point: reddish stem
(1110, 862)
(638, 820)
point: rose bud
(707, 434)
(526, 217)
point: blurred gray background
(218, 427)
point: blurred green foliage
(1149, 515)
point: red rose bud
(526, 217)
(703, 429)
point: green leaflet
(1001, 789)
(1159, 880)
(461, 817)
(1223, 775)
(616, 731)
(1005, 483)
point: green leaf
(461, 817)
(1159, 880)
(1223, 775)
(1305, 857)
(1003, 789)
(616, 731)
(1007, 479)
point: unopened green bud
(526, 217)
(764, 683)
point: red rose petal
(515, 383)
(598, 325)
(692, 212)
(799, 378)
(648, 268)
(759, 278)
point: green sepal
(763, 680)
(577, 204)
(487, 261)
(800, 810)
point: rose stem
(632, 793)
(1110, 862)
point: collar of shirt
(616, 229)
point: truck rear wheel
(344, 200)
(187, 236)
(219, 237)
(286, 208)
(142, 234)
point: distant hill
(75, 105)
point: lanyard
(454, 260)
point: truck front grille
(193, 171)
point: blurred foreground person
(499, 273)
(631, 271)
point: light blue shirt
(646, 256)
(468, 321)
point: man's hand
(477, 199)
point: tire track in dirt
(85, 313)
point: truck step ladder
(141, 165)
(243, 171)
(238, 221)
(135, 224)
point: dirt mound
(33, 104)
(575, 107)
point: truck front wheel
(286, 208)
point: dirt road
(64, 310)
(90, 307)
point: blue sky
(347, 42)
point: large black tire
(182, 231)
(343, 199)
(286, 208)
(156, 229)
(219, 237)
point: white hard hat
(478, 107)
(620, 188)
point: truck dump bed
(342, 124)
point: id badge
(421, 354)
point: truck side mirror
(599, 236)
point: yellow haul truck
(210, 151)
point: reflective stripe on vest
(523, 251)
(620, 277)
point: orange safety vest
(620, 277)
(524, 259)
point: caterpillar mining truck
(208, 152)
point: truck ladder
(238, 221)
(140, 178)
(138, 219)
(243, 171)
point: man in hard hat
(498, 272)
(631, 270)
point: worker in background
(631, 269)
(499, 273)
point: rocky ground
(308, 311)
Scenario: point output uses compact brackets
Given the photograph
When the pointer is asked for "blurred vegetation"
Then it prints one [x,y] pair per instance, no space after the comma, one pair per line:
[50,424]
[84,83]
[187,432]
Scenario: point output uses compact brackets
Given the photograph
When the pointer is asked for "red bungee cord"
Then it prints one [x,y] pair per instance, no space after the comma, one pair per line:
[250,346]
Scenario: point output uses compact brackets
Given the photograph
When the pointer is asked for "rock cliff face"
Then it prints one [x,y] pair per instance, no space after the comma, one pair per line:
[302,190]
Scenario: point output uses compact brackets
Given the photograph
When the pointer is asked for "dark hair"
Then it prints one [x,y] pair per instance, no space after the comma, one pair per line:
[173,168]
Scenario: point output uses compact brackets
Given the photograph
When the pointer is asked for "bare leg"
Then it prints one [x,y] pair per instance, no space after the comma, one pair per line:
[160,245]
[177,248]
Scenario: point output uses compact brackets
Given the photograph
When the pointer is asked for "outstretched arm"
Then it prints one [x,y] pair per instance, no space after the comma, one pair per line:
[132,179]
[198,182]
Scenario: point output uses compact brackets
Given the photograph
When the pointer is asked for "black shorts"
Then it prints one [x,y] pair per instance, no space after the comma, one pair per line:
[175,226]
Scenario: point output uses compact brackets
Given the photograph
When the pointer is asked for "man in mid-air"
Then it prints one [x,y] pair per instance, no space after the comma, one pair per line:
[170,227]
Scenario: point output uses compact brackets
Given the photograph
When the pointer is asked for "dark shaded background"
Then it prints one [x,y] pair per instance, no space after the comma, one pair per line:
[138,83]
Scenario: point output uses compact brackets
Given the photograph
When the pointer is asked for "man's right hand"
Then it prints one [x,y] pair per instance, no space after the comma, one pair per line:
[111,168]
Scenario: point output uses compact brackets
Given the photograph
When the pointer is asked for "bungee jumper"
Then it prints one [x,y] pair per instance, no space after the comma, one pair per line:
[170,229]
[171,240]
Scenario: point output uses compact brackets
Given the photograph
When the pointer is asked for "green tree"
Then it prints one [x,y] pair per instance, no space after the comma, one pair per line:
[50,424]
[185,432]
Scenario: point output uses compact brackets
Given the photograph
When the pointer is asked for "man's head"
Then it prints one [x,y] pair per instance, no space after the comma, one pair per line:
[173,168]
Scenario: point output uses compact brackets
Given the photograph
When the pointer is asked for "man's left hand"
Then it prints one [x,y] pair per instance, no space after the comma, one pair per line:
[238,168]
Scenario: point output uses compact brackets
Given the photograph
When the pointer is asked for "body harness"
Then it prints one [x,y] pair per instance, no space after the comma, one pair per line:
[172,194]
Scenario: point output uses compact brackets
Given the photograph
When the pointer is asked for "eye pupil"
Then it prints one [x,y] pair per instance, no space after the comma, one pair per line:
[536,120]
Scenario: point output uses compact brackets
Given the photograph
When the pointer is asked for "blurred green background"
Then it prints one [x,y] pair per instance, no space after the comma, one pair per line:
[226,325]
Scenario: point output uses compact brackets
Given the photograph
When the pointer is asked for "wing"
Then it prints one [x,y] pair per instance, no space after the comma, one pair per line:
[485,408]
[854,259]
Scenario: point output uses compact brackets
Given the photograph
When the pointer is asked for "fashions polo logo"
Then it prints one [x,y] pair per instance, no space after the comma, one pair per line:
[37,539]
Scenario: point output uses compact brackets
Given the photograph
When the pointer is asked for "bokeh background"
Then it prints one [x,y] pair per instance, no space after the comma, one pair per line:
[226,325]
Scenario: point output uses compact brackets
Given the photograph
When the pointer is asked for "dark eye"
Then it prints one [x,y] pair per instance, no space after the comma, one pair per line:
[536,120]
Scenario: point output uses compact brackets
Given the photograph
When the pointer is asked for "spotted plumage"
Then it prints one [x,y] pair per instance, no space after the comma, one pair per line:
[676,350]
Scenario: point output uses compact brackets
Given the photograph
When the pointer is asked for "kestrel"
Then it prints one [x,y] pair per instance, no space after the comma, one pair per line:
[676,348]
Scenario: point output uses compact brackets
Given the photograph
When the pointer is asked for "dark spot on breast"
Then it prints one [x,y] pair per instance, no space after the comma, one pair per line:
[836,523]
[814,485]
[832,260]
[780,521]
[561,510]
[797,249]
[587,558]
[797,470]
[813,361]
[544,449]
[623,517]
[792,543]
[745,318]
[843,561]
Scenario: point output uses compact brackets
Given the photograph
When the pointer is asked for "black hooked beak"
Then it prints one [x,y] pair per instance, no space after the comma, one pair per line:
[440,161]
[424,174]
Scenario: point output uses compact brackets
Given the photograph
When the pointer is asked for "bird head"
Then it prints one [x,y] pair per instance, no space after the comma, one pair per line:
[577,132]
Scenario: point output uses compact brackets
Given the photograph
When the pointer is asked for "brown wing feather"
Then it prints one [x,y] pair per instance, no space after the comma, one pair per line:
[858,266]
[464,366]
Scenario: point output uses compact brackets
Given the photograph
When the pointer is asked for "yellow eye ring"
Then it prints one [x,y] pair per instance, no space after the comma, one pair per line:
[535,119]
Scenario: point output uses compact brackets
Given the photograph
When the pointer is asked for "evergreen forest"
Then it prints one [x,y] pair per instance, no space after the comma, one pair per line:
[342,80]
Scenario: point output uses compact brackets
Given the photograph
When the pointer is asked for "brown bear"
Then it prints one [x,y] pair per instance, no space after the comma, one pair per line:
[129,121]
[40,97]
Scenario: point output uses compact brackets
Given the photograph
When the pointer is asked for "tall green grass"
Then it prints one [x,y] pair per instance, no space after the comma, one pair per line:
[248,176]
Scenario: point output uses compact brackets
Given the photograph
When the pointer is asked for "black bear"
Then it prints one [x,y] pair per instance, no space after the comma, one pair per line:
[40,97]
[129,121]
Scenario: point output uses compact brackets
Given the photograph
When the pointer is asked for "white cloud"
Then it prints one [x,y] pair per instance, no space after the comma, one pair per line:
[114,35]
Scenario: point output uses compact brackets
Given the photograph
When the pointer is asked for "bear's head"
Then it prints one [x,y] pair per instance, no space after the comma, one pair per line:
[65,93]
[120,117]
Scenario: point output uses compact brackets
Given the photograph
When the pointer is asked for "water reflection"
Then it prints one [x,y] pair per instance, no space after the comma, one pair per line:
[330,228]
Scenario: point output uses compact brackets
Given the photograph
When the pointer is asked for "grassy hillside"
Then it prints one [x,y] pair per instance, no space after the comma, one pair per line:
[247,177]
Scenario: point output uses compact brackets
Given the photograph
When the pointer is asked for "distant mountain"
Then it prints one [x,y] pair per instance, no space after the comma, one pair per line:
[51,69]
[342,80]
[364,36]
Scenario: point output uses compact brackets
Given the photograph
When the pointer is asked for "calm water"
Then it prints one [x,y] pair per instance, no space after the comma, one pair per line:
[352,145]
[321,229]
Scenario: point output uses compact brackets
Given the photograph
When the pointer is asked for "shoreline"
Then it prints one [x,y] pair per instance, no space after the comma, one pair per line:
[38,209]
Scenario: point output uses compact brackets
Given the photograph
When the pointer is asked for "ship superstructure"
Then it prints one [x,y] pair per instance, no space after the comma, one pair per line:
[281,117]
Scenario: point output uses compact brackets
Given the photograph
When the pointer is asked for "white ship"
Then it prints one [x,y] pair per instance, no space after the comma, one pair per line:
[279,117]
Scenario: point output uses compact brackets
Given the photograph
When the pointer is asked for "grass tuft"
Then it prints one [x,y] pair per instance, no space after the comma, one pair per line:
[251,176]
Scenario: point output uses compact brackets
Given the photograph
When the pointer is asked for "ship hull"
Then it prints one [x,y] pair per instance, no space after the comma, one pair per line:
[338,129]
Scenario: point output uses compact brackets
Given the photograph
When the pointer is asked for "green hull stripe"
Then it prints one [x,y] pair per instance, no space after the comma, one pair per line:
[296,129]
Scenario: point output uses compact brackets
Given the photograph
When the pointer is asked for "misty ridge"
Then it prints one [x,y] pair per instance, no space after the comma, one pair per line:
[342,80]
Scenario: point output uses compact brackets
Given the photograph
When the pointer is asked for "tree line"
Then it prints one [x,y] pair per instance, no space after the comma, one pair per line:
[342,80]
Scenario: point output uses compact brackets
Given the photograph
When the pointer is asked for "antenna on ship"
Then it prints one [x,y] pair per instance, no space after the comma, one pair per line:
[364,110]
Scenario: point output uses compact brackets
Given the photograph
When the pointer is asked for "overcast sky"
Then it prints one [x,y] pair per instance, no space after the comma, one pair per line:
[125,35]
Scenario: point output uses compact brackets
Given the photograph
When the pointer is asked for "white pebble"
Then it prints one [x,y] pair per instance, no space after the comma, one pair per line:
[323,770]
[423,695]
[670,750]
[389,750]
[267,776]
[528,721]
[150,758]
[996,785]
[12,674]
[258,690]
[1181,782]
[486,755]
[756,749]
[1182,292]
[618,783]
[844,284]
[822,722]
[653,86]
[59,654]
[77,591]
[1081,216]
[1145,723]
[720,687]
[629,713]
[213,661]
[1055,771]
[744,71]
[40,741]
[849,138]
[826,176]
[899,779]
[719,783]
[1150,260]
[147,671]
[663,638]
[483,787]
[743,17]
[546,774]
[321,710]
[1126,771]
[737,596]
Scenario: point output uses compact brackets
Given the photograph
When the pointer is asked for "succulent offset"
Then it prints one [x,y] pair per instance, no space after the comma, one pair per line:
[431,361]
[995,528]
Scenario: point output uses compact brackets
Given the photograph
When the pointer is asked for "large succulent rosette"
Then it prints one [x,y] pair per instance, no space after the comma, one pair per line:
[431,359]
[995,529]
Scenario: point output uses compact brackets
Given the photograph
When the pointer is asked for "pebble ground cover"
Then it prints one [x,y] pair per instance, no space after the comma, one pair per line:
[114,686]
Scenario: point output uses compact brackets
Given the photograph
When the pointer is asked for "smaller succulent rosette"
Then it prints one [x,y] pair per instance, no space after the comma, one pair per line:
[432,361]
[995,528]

Work order: From the data above, work out how many lines contain the string "rosette" and reply with only the number.

Task answer: 2